Collect every line in the items below that contains the word "returned". Treat case as significant.

- _RECORDS FOR THE EXERCISE_
- - -

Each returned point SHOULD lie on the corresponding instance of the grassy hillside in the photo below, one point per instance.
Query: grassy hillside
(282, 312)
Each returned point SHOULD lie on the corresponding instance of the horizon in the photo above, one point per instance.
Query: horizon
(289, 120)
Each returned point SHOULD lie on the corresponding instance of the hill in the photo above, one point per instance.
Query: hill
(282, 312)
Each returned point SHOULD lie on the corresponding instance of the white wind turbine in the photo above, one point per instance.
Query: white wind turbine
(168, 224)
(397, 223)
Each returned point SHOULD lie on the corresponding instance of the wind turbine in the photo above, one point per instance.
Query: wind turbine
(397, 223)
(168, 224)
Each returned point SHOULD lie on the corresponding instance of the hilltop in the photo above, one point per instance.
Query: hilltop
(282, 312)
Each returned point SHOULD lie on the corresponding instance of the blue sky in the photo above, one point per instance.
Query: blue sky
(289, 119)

- - -

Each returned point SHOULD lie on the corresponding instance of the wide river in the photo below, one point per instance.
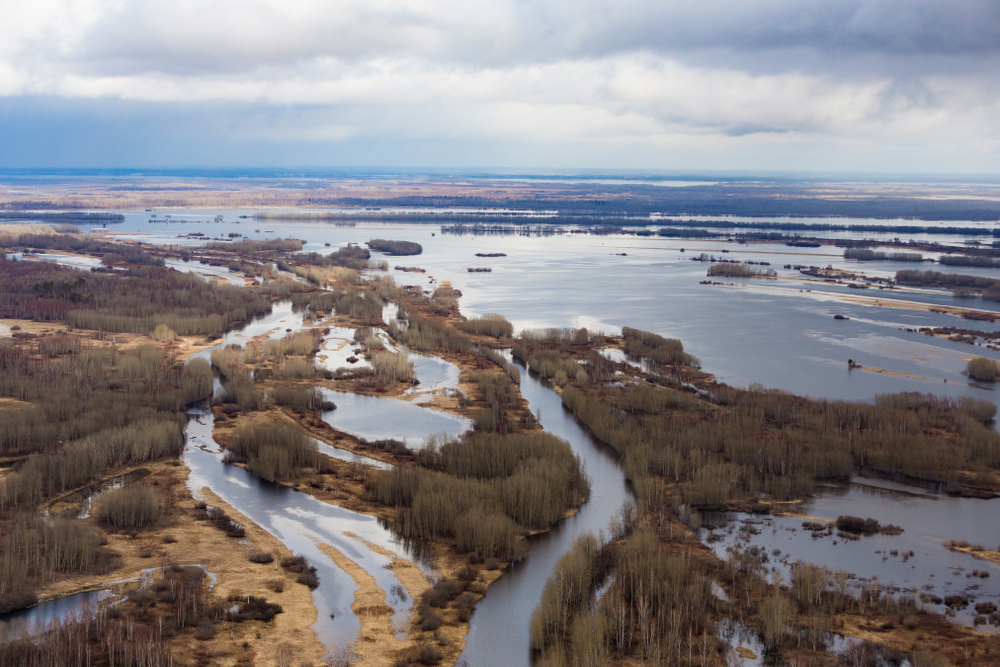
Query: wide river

- - -

- _ANSWER TO THIS TASK_
Each returned point SHOULD lie on the corresponding instance of the grassy hillside in the photo below, one point per instance.
Each returned point SHOULD lie on the corresponding instance of the horizon in the photo above, one point per instance.
Each returned point SHOULD lie on the corresponding instance of the hill in the photo above, one point per instance.
Each returned point SHOULD lie on the corresponding instance of the white wind turbine in the photo above, one point per instance.
Each returned point SHOULD lie on the corresponding instance of the wind turbine in the photo above, one point per instance.
Each returned point SHOULD lie on the corresponding instance of the hilltop in the photo above, one point per instance.
Each returned point SHOULD lie on the corresponding instance of the blue sky in the photo above, one point per instance.
Each returned point SHOULD lie on the corresponding instance of the wide river in the photo below, one point per instance.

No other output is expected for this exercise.